Given records:
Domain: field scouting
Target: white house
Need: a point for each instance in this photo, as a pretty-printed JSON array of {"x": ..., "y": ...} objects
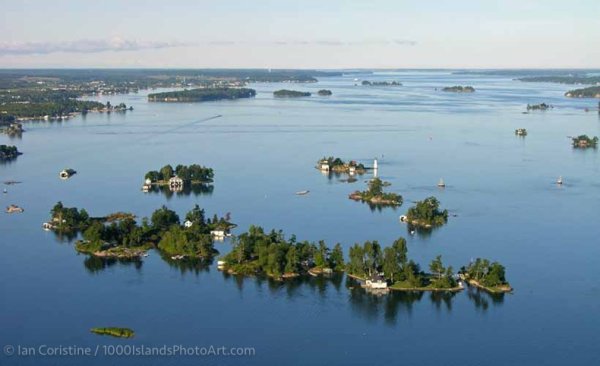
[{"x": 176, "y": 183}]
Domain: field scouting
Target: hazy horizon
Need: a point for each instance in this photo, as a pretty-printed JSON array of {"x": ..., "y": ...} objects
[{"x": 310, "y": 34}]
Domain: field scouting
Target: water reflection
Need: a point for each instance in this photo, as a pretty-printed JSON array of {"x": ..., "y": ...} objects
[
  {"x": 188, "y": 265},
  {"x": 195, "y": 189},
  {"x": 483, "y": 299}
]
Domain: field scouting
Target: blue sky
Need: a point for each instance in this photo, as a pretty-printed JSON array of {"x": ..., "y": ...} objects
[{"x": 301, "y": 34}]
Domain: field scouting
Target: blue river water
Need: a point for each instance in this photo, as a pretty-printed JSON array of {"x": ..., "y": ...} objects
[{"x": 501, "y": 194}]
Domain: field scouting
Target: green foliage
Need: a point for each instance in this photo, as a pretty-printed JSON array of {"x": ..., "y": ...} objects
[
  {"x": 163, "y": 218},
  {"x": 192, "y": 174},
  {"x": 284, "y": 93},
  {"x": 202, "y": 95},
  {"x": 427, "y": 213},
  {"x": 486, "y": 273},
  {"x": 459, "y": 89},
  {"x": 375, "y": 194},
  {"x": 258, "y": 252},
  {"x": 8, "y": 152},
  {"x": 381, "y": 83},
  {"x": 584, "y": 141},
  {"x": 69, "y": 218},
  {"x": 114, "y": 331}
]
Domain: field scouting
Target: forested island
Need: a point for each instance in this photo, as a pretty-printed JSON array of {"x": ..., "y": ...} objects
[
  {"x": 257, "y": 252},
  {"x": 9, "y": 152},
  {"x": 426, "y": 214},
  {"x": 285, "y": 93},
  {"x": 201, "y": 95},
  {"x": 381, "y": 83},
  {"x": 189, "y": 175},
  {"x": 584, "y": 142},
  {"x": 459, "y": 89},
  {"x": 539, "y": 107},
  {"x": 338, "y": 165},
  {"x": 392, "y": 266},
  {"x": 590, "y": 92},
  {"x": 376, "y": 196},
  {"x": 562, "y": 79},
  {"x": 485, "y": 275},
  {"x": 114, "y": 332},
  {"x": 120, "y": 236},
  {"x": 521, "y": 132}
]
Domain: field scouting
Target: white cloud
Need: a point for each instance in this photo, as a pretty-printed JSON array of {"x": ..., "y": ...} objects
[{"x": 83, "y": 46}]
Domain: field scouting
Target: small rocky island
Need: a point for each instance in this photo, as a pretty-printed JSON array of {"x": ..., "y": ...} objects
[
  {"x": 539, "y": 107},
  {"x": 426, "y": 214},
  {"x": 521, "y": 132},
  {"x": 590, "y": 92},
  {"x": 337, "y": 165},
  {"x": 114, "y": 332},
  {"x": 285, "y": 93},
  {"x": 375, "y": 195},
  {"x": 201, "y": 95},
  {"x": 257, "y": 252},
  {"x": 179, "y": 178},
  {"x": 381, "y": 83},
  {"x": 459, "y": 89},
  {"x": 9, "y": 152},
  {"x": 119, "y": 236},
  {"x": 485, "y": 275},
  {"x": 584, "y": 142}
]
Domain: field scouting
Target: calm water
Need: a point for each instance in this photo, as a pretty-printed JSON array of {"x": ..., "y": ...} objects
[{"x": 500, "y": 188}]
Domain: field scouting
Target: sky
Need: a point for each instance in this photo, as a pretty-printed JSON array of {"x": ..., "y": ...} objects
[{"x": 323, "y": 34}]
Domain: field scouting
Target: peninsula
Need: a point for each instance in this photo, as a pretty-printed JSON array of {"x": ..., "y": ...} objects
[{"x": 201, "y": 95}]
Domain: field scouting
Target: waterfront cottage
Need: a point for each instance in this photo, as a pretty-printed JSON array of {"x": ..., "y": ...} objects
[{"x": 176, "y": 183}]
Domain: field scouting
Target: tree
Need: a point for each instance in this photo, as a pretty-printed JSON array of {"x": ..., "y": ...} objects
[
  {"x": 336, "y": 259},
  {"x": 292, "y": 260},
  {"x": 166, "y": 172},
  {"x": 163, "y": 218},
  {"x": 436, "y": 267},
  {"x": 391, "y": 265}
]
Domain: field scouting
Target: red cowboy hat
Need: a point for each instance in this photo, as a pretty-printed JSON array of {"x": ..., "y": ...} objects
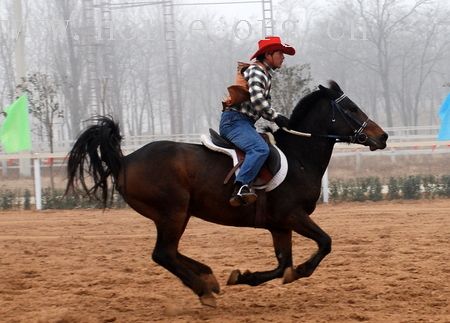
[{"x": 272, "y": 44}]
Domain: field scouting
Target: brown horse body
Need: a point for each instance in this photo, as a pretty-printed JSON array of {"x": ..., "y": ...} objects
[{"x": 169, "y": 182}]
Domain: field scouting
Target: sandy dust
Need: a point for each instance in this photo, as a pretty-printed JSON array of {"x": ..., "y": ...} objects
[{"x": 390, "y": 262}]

* * *

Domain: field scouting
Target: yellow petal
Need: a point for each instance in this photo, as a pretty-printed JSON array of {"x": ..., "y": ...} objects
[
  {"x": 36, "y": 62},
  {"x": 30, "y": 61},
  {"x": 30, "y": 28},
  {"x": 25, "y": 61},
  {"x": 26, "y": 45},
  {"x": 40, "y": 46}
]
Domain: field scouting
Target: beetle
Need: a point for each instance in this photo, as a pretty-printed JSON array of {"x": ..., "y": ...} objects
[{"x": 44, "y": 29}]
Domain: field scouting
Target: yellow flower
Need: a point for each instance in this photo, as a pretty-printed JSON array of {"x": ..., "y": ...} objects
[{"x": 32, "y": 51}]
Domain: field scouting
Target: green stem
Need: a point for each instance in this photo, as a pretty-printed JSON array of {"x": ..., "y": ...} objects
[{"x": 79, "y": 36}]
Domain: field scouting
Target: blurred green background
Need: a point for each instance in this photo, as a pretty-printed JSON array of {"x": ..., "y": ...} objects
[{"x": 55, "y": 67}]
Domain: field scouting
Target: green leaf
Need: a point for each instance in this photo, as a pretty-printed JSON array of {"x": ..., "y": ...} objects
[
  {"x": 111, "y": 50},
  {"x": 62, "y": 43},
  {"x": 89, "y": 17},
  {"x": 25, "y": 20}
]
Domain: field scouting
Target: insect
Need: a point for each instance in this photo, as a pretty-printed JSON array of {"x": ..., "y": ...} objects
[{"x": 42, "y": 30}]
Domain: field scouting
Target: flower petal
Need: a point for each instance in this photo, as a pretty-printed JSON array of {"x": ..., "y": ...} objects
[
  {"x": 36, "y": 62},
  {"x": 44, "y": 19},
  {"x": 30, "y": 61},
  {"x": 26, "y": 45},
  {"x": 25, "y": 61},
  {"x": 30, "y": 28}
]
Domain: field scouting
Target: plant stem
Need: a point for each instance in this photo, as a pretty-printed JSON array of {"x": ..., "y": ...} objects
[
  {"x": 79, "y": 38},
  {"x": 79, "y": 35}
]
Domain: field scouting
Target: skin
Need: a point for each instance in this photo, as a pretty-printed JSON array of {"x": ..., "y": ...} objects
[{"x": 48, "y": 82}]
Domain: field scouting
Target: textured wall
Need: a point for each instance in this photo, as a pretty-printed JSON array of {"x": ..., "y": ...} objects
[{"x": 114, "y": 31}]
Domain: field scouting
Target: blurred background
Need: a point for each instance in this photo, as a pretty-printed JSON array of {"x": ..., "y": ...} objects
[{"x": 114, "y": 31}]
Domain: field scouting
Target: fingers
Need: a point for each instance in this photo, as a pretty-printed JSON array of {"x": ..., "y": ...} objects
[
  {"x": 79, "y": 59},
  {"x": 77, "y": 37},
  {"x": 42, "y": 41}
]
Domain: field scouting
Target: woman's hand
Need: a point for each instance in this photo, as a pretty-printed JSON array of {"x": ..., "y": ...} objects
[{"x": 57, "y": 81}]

Stated problem: Can you pull out every line of the data above that contains the word "white" and copy each one in full? Matches must have the same case.

Task output:
Target: white house
Target: white cloud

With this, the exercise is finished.